Stated goal
Lay out the rows starting at the line that contains "Isolate window. Report" and ending at the line that contains "xmin=233 ymin=66 xmax=244 ymax=79" as a Markdown table with the columns Number and Line, omitting any blank lines.

Supplied material
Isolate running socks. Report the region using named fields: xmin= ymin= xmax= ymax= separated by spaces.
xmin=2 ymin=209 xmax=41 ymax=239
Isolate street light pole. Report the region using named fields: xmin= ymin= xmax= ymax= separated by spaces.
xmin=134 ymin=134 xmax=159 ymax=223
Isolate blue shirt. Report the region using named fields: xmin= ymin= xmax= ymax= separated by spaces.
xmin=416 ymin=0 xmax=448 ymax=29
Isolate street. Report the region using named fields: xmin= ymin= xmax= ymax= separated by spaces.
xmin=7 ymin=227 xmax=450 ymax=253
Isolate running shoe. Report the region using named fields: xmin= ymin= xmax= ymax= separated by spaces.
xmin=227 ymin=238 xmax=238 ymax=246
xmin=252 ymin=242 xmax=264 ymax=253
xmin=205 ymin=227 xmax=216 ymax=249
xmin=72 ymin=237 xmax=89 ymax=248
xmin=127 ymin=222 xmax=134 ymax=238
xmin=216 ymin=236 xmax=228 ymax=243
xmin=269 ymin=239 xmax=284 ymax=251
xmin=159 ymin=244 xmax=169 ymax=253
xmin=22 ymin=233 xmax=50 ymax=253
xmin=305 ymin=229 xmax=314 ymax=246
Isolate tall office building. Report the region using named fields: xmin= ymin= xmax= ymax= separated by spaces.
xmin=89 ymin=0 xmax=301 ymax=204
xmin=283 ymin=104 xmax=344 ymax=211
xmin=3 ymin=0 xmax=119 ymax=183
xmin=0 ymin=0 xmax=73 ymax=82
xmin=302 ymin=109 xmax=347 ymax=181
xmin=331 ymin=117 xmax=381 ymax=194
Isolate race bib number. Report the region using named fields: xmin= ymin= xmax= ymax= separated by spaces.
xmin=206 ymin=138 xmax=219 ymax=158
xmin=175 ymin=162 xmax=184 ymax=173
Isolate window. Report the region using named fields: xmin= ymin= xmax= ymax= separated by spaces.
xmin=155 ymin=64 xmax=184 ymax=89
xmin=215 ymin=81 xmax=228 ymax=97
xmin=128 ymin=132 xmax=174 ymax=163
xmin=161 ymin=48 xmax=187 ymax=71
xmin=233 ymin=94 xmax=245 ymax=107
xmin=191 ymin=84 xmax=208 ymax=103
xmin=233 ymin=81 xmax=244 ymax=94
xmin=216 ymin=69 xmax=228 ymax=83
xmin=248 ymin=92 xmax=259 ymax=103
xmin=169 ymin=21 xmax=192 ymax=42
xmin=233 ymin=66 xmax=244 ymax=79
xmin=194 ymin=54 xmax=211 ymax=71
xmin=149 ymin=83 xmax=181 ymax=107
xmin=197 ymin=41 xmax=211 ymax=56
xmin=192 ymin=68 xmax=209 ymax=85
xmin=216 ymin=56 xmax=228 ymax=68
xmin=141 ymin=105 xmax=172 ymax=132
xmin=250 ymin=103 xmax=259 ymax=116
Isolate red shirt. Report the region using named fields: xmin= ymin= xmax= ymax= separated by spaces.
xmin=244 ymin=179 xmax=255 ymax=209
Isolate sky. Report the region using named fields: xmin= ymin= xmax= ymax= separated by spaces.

Exercise result
| Number | Line |
|---|---|
| 1 | Isolate window. Report the region using named fields: xmin= ymin= xmax= ymax= separated by spaces. |
| 2 | xmin=155 ymin=64 xmax=184 ymax=89 |
| 3 | xmin=215 ymin=81 xmax=228 ymax=97 |
| 4 | xmin=128 ymin=132 xmax=174 ymax=163 |
| 5 | xmin=161 ymin=48 xmax=187 ymax=71 |
| 6 | xmin=233 ymin=94 xmax=245 ymax=107 |
| 7 | xmin=191 ymin=84 xmax=208 ymax=103 |
| 8 | xmin=233 ymin=81 xmax=244 ymax=94 |
| 9 | xmin=216 ymin=69 xmax=228 ymax=83 |
| 10 | xmin=248 ymin=92 xmax=259 ymax=103 |
| 11 | xmin=169 ymin=21 xmax=192 ymax=42 |
| 12 | xmin=233 ymin=66 xmax=244 ymax=79 |